§ What is asked: In the records below, find the line containing "Where can you spot the computer"; copy exactly that line and all lines after it to the end, and nothing else.

§ Data entries:
>> START
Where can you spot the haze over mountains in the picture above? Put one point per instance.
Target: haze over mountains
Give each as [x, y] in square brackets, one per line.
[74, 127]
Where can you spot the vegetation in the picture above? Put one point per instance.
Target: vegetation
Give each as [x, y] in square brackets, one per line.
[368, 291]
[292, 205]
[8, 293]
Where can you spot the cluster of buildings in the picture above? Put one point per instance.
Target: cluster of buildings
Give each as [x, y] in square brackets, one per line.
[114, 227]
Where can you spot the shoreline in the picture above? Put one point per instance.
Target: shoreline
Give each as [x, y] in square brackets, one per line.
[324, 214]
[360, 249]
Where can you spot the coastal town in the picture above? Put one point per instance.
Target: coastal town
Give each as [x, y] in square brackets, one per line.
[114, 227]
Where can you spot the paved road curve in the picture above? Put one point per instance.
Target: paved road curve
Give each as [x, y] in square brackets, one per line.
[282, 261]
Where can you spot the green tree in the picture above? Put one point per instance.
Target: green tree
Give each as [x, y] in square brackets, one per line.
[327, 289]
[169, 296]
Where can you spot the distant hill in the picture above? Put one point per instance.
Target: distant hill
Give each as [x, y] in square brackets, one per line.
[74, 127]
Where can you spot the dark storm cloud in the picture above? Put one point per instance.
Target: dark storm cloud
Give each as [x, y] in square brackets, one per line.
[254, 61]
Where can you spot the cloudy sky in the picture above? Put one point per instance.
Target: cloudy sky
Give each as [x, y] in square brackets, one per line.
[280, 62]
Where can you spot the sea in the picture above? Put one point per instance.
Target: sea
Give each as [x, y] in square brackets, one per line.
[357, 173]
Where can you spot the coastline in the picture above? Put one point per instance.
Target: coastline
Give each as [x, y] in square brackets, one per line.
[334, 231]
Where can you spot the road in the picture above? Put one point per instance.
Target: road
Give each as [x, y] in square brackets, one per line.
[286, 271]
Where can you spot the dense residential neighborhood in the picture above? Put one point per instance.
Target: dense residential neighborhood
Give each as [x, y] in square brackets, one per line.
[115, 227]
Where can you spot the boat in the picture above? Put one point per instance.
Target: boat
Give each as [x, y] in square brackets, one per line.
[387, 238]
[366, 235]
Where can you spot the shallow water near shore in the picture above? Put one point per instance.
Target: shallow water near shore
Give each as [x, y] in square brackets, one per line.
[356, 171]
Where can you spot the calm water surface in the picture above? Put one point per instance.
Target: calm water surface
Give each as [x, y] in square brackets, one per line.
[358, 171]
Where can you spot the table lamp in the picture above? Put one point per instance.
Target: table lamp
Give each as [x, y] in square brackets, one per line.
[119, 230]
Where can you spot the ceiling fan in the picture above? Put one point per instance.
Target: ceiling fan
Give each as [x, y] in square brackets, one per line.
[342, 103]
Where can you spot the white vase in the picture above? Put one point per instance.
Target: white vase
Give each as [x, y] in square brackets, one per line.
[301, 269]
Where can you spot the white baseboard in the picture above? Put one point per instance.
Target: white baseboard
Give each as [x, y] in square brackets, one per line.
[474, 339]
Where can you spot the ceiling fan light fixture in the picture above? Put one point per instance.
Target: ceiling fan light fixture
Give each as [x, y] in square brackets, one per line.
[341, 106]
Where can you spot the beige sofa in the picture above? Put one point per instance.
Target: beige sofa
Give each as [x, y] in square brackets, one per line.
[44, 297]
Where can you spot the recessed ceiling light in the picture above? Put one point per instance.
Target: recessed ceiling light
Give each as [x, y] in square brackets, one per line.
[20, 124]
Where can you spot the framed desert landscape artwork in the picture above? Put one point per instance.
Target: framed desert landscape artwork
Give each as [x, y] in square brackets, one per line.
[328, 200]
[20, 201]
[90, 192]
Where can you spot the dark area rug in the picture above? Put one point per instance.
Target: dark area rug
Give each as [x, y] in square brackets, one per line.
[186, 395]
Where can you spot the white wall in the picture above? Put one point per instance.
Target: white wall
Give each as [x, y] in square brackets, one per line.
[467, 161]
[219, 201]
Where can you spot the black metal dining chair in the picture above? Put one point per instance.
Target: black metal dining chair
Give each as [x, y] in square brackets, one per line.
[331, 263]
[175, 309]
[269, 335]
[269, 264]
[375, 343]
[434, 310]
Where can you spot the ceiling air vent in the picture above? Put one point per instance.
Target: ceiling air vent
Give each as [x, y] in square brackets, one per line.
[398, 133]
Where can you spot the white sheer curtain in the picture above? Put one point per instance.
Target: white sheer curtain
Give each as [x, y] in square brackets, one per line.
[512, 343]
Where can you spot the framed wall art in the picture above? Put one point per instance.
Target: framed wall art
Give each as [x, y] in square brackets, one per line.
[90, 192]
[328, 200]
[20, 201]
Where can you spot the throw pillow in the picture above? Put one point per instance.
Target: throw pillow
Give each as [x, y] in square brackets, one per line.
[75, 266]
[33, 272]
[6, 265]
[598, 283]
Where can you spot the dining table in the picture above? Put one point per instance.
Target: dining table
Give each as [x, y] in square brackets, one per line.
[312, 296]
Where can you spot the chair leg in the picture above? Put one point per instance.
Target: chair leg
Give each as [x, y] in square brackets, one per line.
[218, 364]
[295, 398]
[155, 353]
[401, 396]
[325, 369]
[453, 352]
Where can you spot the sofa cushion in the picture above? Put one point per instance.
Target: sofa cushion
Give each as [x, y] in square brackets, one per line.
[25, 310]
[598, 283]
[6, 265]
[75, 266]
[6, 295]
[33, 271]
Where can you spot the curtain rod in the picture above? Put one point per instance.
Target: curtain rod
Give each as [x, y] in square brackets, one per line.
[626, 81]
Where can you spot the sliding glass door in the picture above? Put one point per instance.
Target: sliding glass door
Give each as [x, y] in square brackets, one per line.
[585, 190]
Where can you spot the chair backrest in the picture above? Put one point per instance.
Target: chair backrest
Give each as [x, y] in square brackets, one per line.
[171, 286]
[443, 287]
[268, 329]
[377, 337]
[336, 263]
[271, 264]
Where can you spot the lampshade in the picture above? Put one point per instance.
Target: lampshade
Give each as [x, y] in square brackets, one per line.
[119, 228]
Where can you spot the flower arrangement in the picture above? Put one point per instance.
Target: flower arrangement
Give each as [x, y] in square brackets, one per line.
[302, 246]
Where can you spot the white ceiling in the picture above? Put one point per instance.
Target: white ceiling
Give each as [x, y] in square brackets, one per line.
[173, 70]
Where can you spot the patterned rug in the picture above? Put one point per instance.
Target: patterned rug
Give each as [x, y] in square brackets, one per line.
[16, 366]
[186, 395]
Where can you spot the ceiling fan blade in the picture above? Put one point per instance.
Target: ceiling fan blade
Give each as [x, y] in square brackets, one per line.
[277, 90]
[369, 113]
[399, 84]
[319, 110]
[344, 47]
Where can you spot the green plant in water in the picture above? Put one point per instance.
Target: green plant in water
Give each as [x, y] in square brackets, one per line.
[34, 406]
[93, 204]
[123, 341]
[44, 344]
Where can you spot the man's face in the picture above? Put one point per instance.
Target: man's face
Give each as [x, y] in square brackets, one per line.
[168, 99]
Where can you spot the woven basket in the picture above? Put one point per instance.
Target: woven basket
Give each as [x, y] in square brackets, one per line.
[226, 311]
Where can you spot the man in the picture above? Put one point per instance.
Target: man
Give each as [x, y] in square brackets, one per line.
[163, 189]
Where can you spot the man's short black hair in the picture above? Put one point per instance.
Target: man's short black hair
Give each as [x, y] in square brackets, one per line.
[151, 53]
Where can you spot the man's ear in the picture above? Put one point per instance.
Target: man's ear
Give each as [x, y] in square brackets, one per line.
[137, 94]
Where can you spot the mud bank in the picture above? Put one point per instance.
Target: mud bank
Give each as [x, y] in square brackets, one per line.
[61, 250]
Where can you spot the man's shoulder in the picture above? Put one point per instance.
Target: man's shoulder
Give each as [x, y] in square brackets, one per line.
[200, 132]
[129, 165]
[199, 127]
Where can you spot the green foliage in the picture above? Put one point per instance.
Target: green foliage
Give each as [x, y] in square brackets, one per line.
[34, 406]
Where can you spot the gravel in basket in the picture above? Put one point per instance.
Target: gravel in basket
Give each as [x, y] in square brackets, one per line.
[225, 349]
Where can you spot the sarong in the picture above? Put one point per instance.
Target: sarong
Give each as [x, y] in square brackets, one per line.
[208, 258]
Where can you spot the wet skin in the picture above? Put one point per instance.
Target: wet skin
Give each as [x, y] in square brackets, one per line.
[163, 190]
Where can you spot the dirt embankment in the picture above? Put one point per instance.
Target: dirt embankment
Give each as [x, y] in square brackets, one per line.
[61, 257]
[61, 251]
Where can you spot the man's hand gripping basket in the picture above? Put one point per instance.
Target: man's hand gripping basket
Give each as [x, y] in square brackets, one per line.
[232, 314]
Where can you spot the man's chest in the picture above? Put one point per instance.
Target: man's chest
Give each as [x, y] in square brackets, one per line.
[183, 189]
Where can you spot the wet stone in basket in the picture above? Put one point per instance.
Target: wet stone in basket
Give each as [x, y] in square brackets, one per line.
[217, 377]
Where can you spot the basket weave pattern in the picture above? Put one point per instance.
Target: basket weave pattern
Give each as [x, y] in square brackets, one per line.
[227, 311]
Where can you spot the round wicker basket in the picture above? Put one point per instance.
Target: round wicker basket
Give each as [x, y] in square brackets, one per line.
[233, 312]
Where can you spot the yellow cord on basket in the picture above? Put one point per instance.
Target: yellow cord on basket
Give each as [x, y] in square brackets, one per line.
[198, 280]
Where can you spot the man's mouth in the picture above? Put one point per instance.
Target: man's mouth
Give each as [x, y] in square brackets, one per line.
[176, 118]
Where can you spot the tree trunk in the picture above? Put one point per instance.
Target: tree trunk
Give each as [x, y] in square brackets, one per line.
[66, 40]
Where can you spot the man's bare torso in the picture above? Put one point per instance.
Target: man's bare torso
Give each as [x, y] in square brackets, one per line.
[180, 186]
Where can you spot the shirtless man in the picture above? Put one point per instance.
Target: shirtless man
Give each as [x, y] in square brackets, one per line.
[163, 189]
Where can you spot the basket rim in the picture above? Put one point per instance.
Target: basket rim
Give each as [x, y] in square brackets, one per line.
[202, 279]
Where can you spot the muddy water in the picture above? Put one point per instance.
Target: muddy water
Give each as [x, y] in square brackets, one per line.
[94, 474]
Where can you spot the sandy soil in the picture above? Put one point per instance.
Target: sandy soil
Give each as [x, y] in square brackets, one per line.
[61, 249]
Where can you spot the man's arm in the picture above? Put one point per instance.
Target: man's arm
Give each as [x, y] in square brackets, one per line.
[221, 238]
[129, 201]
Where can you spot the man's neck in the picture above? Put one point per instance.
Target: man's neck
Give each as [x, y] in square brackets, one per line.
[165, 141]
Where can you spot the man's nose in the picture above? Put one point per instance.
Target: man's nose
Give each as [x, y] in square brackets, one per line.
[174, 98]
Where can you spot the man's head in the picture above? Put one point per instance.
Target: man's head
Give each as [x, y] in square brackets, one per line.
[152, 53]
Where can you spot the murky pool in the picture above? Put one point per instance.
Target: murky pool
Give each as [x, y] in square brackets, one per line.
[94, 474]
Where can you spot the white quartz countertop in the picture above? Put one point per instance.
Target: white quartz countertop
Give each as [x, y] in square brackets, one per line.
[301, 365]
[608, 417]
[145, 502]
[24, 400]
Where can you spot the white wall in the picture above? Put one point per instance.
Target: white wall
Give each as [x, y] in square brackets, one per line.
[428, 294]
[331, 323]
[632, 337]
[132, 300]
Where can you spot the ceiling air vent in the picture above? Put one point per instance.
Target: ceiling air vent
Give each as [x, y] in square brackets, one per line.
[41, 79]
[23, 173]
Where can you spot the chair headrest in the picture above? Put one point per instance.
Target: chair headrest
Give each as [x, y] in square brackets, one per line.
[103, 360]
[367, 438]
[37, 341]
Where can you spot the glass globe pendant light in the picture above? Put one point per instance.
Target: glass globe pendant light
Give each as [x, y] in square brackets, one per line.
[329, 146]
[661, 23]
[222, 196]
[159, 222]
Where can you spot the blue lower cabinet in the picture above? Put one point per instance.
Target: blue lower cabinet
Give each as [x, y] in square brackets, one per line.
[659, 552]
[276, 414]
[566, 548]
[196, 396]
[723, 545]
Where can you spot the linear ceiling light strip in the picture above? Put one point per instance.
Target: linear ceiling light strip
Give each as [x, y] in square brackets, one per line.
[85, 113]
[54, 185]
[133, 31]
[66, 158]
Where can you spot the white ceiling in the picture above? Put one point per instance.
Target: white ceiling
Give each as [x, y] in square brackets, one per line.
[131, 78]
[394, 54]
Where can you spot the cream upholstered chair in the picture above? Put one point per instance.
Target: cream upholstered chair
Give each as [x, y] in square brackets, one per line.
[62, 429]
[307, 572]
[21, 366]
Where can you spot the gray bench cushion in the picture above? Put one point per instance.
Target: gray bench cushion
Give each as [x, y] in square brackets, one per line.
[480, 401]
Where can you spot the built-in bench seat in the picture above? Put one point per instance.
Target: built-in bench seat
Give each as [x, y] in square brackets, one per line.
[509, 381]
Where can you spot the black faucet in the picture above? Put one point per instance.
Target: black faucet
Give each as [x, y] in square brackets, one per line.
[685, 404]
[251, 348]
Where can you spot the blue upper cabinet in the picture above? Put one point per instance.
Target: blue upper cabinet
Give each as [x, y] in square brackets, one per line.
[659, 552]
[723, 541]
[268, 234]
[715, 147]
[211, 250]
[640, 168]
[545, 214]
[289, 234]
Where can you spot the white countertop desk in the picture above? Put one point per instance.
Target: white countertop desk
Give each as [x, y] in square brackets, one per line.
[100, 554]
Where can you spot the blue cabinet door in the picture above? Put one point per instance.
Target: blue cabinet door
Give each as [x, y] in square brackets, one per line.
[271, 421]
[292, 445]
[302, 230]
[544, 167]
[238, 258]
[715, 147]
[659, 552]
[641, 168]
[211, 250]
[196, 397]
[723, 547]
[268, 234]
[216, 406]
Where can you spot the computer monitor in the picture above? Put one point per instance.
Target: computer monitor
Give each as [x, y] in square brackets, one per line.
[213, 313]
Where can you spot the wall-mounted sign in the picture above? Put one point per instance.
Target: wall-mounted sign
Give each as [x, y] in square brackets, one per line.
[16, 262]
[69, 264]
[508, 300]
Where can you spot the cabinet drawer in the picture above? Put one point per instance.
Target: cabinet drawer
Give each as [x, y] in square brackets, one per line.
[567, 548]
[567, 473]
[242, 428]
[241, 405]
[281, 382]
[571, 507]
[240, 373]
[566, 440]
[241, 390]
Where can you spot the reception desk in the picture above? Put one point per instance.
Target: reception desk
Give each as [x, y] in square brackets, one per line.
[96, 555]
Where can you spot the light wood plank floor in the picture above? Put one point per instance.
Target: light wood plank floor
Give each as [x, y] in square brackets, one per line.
>> END
§ Exercise answer:
Where can you spot the computer monitor in the picture above? Put one point per instance.
Target: computer monitor
Give each as [x, y] in square brackets, one per line.
[213, 313]
Where can you spot the wall-mounted sign in the picture above? Put one point per instance.
Target: wall-mounted sign
Give each as [x, y] in square brackets, one per line.
[16, 262]
[69, 264]
[508, 300]
Where can you spot the cabinet drawer in the picture above? Put one point per instance.
Target: cabinet drawer
Give each as [x, y] in square brackets, one per line.
[567, 548]
[567, 473]
[242, 428]
[241, 405]
[281, 382]
[571, 507]
[240, 373]
[566, 440]
[241, 390]
Where can you spot the reception desk in the picture above? Put one point per instance.
Target: reception desk
Give each as [x, y] in square brackets, one per line.
[96, 555]
Where can you spot the light wood plank floor in the picture above? Put one point per instance.
Target: light wood plank floor
Give each as [x, y] in square brackets, one per line.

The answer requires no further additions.